### WHAT YOU SHOULD DO:
Your task is to extract the lines from the one holding "instances of human" through the end of the material. Set them down exactly and add nothing.

### DATASET EXCERPTS:
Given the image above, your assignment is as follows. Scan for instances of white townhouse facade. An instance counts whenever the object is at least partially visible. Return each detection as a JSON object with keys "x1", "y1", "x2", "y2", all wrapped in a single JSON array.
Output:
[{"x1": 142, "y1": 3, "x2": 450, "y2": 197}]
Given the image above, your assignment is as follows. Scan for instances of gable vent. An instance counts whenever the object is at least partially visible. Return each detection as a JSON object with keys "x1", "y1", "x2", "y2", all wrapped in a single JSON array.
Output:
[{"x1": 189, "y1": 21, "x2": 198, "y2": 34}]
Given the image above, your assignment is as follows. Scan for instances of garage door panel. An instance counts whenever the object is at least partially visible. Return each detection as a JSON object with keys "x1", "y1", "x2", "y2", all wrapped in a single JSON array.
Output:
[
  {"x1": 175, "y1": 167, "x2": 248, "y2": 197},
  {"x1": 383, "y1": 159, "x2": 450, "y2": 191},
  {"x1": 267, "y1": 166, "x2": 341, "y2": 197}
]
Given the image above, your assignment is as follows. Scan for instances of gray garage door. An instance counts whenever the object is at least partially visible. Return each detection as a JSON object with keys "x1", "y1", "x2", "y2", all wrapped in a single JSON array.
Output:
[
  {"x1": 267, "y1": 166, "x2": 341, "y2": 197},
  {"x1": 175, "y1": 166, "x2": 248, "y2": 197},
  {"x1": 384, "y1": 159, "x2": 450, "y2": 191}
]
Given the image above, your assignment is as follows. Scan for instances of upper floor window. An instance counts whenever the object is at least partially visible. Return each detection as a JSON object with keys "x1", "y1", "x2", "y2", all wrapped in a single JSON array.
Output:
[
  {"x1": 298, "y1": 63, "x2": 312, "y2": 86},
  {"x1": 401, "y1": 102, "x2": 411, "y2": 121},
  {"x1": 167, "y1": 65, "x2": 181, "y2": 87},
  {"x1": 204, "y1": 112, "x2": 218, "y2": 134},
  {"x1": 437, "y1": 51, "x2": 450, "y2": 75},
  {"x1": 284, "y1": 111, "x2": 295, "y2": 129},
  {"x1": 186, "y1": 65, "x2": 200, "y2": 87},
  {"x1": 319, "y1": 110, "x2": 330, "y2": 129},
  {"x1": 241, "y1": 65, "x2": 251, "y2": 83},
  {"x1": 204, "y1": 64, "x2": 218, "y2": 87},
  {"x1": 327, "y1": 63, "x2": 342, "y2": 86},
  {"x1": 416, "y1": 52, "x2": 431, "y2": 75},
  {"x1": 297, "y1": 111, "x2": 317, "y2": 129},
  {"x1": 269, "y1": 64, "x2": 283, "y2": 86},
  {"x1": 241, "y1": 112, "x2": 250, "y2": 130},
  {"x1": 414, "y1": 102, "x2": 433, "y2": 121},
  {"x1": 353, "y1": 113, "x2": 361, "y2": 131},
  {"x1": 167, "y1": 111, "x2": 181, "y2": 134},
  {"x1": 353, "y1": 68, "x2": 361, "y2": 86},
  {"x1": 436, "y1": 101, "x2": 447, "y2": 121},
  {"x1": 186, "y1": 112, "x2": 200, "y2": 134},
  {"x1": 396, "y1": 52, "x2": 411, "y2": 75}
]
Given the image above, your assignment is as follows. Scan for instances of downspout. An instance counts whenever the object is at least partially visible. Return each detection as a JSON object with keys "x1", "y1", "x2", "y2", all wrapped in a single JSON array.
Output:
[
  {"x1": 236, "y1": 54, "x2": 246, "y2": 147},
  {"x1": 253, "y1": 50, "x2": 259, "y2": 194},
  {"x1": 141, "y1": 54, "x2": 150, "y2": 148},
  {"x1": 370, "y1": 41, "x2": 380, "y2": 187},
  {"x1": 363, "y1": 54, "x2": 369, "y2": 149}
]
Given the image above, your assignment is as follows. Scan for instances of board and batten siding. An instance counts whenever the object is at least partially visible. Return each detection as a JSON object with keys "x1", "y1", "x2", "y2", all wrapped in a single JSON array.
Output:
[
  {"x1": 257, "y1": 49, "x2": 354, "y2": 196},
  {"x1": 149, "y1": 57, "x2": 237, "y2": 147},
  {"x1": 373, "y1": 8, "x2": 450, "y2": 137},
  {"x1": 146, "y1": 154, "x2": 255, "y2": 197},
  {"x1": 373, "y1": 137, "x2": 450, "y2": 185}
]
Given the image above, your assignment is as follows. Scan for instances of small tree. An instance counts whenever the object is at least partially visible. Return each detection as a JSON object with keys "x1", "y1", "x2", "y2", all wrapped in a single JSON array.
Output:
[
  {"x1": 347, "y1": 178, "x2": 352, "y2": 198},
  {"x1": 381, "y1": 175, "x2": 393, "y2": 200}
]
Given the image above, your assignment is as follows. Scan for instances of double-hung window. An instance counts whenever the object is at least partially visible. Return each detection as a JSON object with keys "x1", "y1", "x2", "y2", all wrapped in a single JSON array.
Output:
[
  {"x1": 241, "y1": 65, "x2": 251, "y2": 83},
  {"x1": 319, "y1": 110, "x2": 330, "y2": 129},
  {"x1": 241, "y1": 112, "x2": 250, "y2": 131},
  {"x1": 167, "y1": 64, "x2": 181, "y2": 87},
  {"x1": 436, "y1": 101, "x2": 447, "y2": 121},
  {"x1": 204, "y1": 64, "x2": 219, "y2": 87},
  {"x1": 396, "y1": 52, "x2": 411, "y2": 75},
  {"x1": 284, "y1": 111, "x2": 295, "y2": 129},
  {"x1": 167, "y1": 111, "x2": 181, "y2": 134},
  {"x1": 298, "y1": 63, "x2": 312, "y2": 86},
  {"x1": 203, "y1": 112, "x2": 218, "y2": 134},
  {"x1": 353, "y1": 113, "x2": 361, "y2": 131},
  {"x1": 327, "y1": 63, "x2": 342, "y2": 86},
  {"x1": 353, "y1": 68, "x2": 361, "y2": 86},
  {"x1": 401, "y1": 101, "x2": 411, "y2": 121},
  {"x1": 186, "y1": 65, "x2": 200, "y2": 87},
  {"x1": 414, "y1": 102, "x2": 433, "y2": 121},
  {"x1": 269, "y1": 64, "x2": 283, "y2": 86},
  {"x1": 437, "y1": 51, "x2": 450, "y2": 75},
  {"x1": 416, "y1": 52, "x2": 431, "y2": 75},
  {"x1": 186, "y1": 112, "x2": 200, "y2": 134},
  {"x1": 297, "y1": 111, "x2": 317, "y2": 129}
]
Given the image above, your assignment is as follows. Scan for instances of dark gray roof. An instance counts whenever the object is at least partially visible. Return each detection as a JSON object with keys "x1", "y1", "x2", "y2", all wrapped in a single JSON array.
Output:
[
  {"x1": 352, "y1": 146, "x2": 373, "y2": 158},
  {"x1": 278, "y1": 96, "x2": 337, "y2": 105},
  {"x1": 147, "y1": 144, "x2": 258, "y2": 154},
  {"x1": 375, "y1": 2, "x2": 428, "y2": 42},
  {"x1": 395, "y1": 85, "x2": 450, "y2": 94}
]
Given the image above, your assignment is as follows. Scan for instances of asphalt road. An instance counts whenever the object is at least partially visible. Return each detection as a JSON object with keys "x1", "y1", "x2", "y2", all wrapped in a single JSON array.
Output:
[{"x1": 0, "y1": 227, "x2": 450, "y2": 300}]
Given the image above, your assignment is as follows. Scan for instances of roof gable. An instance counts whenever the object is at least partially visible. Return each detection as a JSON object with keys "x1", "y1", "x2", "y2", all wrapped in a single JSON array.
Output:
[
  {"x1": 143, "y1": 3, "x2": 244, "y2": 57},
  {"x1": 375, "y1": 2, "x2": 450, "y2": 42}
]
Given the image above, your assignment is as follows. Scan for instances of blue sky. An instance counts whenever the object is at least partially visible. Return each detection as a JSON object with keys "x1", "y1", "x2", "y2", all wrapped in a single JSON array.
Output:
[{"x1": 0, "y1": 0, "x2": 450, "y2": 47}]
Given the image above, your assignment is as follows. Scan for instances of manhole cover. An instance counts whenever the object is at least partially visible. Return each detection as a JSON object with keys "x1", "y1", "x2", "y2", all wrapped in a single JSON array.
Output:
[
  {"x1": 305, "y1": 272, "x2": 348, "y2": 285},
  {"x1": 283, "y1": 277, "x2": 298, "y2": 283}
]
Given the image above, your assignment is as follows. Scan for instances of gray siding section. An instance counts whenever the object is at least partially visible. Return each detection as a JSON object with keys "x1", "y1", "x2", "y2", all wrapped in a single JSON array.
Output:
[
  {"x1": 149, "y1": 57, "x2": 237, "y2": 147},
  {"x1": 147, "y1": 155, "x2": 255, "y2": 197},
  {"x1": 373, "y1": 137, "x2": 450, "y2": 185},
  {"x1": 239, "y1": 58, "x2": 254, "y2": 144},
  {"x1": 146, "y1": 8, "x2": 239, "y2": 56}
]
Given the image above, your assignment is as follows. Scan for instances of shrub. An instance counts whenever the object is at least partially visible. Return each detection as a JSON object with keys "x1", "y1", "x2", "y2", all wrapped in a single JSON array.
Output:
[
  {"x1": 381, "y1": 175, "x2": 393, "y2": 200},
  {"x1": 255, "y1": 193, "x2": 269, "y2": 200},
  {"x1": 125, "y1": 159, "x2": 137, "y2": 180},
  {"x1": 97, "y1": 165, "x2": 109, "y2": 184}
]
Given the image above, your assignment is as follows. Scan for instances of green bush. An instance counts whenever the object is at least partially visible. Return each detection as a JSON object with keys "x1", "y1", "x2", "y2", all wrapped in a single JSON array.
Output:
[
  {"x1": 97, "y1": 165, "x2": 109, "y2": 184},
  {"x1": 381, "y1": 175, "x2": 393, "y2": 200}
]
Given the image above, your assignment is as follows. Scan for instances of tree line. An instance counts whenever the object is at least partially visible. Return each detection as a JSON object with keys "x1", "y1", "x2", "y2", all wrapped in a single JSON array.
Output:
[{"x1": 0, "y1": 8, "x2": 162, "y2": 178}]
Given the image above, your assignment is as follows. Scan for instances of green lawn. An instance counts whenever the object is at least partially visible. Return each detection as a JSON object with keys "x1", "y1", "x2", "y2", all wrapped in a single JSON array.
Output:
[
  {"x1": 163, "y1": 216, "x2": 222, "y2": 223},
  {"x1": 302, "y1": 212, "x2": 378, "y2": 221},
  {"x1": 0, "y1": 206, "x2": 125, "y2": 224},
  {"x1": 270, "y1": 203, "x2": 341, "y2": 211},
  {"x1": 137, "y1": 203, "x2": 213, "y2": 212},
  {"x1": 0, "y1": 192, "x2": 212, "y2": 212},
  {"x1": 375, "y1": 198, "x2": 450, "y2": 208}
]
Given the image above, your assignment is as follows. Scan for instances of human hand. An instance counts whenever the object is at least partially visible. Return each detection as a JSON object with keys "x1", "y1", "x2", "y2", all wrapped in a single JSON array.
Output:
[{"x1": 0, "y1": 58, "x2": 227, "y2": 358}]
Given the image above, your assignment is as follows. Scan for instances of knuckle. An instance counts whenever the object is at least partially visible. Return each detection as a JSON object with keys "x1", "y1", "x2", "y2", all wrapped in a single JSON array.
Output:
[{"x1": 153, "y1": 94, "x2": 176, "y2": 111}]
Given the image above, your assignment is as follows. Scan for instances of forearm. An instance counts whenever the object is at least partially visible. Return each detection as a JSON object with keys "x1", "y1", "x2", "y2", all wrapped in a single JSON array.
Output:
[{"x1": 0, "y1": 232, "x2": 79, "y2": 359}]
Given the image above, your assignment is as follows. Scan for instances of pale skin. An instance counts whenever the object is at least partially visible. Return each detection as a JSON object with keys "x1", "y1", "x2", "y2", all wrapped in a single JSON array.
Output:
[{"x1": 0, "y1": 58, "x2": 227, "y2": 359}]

### TASK SOLUTION:
Given the image above, your assignment is as follows. Scan for instances of human hand. An instance counts whenever the object is at least partially visible. Return each detection as a JSON object with keys "x1", "y1", "x2", "y2", all wrapped in a single JSON array.
Output:
[{"x1": 0, "y1": 58, "x2": 227, "y2": 358}]
Given the image above, your assignment is as follows. Scan for instances of knuckle. An instance counts whenever the object is at least partially visible. Return each detection as a JSON object with keys "x1", "y1", "x2", "y2", all wrapped in a single JSON array.
Output:
[{"x1": 153, "y1": 94, "x2": 176, "y2": 111}]
Given the image above, your assignment is as follows. Scan for instances of forearm. An instance counts whenever the object is at least partially visible. Return each detection as a JSON object with keys "x1", "y1", "x2", "y2", all wrapped in a single JSON array.
Output:
[{"x1": 0, "y1": 232, "x2": 79, "y2": 359}]
Given the image above, your assignment is as follows. Scan for instances of pale skin. An instance counts whenever the object is at least partially visible. Return each detection as a JSON object with keys "x1", "y1", "x2", "y2", all wrapped in a single JSON array.
Output:
[{"x1": 0, "y1": 58, "x2": 227, "y2": 359}]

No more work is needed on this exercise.